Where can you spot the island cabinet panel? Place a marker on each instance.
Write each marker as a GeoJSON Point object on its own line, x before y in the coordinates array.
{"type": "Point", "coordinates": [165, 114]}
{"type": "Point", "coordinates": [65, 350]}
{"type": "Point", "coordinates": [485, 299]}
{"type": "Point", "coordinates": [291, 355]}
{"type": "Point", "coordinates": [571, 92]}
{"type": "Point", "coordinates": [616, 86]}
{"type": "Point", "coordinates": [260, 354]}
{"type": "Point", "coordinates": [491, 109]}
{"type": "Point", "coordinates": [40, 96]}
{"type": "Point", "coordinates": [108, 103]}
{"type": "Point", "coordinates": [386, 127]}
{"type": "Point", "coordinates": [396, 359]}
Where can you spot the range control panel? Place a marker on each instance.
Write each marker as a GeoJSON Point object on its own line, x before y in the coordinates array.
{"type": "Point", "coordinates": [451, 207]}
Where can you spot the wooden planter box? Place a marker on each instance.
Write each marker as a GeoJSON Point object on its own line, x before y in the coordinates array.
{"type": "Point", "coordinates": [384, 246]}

* _What is being asked_: Extract every line of the entries above and reproduce each one verbatim, in its original order.

* _Reply to the task_:
Where can you spot the island cabinet panel? Place a marker on each instance.
Write each marker as a GeoJSON Point object on its own line, x before y in the coordinates array.
{"type": "Point", "coordinates": [165, 114]}
{"type": "Point", "coordinates": [65, 350]}
{"type": "Point", "coordinates": [485, 299]}
{"type": "Point", "coordinates": [291, 355]}
{"type": "Point", "coordinates": [571, 92]}
{"type": "Point", "coordinates": [616, 86]}
{"type": "Point", "coordinates": [260, 354]}
{"type": "Point", "coordinates": [491, 109]}
{"type": "Point", "coordinates": [40, 96]}
{"type": "Point", "coordinates": [108, 103]}
{"type": "Point", "coordinates": [386, 127]}
{"type": "Point", "coordinates": [396, 359]}
Where can you spot the range control panel? Place a marker on each instance.
Write each marker as a GeoJSON Point object on its own line, x before y in the coordinates array.
{"type": "Point", "coordinates": [451, 207]}
Where can you spot the wooden planter box? Place a marker on each instance.
Write each marker as a GeoJSON Point object on its own line, x before y in the coordinates array.
{"type": "Point", "coordinates": [384, 246]}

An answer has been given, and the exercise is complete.